#### What this task involves
Could you write out every line of the records below, character for character, with nothing changed?

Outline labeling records
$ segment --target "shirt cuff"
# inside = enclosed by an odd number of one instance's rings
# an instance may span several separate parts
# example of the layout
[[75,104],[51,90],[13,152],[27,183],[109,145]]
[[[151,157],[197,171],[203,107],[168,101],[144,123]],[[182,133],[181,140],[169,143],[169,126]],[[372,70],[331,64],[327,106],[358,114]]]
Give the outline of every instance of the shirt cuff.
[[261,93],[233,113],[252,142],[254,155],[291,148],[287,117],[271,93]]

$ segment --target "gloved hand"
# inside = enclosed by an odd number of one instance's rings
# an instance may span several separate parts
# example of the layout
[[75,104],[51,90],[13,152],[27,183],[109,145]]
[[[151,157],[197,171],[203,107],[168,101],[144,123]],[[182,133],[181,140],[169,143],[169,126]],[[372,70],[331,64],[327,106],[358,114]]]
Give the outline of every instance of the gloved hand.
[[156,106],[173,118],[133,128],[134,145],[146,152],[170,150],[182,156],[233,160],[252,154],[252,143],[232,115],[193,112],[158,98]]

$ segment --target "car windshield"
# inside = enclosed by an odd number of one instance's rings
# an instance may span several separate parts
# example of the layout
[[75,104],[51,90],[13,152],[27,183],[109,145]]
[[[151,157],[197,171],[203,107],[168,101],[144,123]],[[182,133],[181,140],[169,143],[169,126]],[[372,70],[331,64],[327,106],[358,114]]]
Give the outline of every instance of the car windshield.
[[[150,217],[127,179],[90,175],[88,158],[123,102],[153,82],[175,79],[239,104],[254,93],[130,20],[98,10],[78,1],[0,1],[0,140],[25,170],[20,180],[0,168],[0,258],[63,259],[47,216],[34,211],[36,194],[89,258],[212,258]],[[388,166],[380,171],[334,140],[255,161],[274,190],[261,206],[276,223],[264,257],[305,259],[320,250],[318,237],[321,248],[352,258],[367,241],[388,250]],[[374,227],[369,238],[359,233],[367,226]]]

#### Solution for this exercise
$ segment --target "shirt cuff"
# inside = enclosed by an odd number of one instance's rings
# an instance may span several separate parts
# example of the layout
[[75,104],[51,90],[13,152],[27,183],[109,145]]
[[[151,157],[197,171],[203,107],[168,101],[144,123]],[[182,133],[181,140],[169,143],[169,126]],[[372,70],[331,64],[327,106],[358,114]]]
Give the outline of every instance of the shirt cuff.
[[261,93],[233,113],[252,142],[254,155],[291,148],[287,117],[271,93]]

$ segment --target "gloved hand"
# inside = enclosed by an odd number of one instance's rings
# an instance may span several separate parts
# example of the layout
[[75,104],[51,90],[13,152],[27,183],[109,145]]
[[[151,157],[197,171],[203,107],[168,101],[144,123]],[[182,133],[181,140],[169,143],[169,126]],[[372,70],[331,64],[327,106],[358,114]]]
Give the outline of every instance of the gloved hand.
[[156,106],[173,118],[133,128],[134,145],[146,152],[170,150],[182,156],[233,160],[252,154],[252,143],[232,115],[193,112],[158,98]]

$ segment --target "car windshield"
# inside = enclosed by an odd number of one instance's rings
# an instance may span several separate parts
# example of the layout
[[75,104],[51,90],[13,152],[27,183],[109,145]]
[[[151,157],[197,171],[203,107],[168,101],[144,123]],[[182,133],[181,140],[169,143],[169,126]],[[372,70],[331,64],[327,106],[358,114]]]
Give the outline of every instance of the car windshield.
[[[150,217],[127,179],[90,175],[88,158],[123,102],[153,82],[175,79],[239,104],[254,93],[130,20],[98,10],[78,1],[0,1],[0,140],[25,170],[20,180],[0,168],[0,258],[63,259],[47,216],[34,211],[36,194],[89,258],[212,258]],[[388,166],[380,171],[334,140],[255,161],[274,190],[261,206],[276,223],[264,257],[305,259],[320,250],[318,237],[321,248],[352,258],[367,241],[388,250]],[[374,227],[369,238],[359,233],[367,226]]]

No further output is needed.